• PROBLEM TO WORK ON: From the personal introduction below, reproduce word for word the part that opens with the words containing "People have always" and closes with "improving with age.".

• PROVIDED PASSAGE:

«What is past is prologue; study the past.»
-Anon.
«Things that are fun are intrinsically worth doing;
you don't have to justify doing them.»
-Alan Kay
It should become readily apparent, as you journey through this
document, that I have more than a curious interest in the past. If
nostalgia can be defined as "a fantasy that never takes place; one
that maintains itself by not being fulfilled" then I am not the
nostalgic sort; I prefer to do more than reminisce.
What is past does, by no means mitigate my interest in the future. I
enjoy reading SF novels (I have a
preference for hard-core sci-fi over esoteric fantasy-fiction), I did
enjoy watching Star Trek re-runs (I've
stopped waching watching television altogether, now) and make the
claim that the greatest motion-picture to date is Kubrick's
2001: A Space Odyssey.
«No great artist ever sees things as they
really are. If he did, he would cease to be an artist.»
-Oscar
Wilde
«The real artist has no pride.»
-LvB
I like to claim that I'm really an artist (but not a real artist),
and that my interest in hacking is just
a hobby (no one's paid me for my art, though); I do enjoy
both equally. My approach in designing and coding software tends to
be rather more artistic than scientific (Knuth Titled his
lessons of wisdom The Art of Computer Programming not
The Science of Computer Programming).
People have always had rather favourable comments about my art and until recently, not much comment on
my hacks. Things have changed.
Not only did an engineer at Sun
comment favourably on my abacus applet, but
it also won an
honourable mention in the first Java programming
contest. The applet has also been featured in Hooked On Java
and is soon to be featured in 3 more books.
I have also been receiving favourable comments on my latest free app,
xmotd, so perhaps, I'm improving with age.
« Zen mind is not Zen mind. That is, if you are
attached to Zen mind, then you have a problem, and your way is very
narrow. Throwing away Zen mind is correct Zen mind. Only keep the
question, "What is the best way of helping other people?"»
-A
very wise Zen master
«Prometheus, teacher in every art, brought the fire
that gave to mortals, a means to mighty ends»

Stored entries:
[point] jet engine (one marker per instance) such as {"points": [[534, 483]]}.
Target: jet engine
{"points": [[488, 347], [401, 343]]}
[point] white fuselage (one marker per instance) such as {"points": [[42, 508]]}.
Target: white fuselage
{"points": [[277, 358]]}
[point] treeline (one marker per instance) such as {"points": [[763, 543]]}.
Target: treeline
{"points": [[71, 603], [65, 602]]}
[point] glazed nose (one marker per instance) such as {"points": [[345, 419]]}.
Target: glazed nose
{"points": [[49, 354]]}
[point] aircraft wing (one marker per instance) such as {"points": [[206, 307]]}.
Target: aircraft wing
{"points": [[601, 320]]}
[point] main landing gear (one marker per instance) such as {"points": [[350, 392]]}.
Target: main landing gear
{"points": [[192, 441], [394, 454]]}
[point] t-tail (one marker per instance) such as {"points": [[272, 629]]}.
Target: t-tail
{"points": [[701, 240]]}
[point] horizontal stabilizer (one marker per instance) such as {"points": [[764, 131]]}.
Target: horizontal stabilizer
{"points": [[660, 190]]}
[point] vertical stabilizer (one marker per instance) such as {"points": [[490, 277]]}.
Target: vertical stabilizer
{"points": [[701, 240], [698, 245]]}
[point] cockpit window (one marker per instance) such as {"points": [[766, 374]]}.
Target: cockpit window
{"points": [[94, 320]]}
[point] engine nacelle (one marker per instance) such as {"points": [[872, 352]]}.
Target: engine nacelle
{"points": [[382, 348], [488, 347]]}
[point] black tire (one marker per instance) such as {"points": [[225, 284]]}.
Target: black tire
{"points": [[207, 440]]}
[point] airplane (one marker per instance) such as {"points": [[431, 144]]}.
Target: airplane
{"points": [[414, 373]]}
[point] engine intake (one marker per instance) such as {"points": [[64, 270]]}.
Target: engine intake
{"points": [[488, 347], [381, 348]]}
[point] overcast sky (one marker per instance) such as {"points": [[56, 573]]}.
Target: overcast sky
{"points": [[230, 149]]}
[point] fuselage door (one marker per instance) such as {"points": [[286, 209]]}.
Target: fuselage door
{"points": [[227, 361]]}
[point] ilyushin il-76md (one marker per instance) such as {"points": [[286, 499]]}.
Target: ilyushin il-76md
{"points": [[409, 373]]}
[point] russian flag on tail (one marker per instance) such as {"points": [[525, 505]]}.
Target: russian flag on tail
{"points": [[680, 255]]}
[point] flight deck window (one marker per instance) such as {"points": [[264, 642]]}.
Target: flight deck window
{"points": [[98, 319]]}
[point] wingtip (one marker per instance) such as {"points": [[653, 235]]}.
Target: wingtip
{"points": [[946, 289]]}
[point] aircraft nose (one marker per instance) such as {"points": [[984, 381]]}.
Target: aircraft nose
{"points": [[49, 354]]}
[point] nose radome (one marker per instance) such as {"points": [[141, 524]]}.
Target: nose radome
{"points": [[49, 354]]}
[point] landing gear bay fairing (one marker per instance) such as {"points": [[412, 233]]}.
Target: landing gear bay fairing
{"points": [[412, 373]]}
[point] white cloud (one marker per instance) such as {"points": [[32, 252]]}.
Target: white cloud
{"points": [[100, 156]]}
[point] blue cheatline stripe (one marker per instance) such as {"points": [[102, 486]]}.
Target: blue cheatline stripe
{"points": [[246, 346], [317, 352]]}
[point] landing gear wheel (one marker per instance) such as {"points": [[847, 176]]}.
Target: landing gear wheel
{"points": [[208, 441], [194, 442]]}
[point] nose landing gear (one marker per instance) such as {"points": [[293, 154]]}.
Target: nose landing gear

• FINAL RESULT:
People have always had rather favourable comments about my art and until recently, not much comment on
my hacks. Things have changed.
Not only did an engineer at Sun
comment favourably on my abacus applet, but
it also won an
honourable mention in the first Java programming
contest. The applet has also been featured in Hooked On Java
and is soon to be featured in 3 more books.
I have also been receiving favourable comments on my latest free app,
xmotd, so perhaps, I'm improving with age.